Alice Creek Basin and Tom's Gulch were evacuated on September 3. The Lewis & Clark County Sheriff issued mandatory evacuation orders for two more subdivisions on September 4: Landers Fork and Elk Trail. Highway 200 was reopened.

On September 7, the fire spread into Tom's Gulch, Alice Creek and Telephone Gulch. Mandatory evacuations were put in place for 12 residents between Mile Marker 92 and Highway 434 along Highway 200 due to movement near the Elk Meadows/Evergreen subdivision. The next day, September 8, Highway 200 was re-opened to the public, however, 11 more residents were evacuated in the area. As of September 9, the Alice Creek Fire had burned 27000 acre and was at zero containment. Evacuation impacted approximately 90 individuals. Four structures, located on Bedrock Road, were destroyed in the fire.

Fire crews continued to work to protect structures in subdivisions and in areas near Alice Creek Lake, Silver King Lake and along Highway 200. By the 11th, the fire had moved along Highway 200, on the west side. Two days of rain later in the week helped calm the fire. Firefighters focused on cleaning mud laden roads and to monitor containment lines. Evacuation orders were revoked for residents, with areas remaining closed for visitors.

..............................

Revise the Alice Creek Fire text from "Alice Creek Basin" up to and including "in the fire.", changing "evacuated" to "relocated".

(Referring expression data)
..............................

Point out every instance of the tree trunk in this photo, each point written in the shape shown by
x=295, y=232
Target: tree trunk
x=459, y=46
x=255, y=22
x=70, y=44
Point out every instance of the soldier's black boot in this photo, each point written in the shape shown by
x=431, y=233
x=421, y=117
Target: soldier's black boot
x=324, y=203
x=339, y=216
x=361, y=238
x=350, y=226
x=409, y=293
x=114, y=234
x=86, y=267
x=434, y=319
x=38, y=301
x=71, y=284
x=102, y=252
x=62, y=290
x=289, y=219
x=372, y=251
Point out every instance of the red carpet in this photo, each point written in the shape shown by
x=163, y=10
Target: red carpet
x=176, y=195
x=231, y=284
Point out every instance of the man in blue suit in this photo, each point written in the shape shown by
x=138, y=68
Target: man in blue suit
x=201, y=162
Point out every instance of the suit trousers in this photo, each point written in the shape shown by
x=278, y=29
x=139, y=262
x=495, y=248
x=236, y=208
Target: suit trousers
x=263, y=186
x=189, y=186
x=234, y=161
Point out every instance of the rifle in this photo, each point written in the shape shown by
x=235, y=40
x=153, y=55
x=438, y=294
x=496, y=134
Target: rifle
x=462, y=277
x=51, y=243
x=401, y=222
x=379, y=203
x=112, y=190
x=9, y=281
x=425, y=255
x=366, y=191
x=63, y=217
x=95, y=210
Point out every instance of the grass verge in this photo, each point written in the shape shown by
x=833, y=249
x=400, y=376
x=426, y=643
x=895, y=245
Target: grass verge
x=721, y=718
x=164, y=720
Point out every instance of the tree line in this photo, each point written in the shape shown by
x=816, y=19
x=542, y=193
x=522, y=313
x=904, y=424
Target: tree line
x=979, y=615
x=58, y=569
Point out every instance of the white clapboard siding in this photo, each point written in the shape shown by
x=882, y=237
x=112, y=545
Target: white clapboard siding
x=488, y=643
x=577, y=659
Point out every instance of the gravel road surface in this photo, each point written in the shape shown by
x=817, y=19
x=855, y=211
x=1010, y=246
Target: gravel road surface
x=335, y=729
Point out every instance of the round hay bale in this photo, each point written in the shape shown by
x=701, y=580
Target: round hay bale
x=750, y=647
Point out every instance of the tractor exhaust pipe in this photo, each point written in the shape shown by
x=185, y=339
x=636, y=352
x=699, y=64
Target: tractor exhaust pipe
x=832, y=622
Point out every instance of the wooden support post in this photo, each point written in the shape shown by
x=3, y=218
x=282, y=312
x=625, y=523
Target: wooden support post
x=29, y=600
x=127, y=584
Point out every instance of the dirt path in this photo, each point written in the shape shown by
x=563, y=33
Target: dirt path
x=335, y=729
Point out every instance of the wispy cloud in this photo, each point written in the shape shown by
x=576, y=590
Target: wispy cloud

..............................

### TASK OUTPUT
Alice Creek Basin and Tom's Gulch were relocated on September 3. The Lewis & Clark County Sheriff issued mandatory evacuation orders for two more subdivisions on September 4: Landers Fork and Elk Trail. Highway 200 was reopened.

On September 7, the fire spread into Tom's Gulch, Alice Creek and Telephone Gulch. Mandatory evacuations were put in place for 12 residents between Mile Marker 92 and Highway 434 along Highway 200 due to movement near the Elk Meadows/Evergreen subdivision. The next day, September 8, Highway 200 was re-opened to the public, however, 11 more residents were relocated in the area. As of September 9, the Alice Creek Fire had burned 27000 acre and was at zero containment. Evacuation impacted approximately 90 individuals. Four structures, located on Bedrock Road, were destroyed in the fire.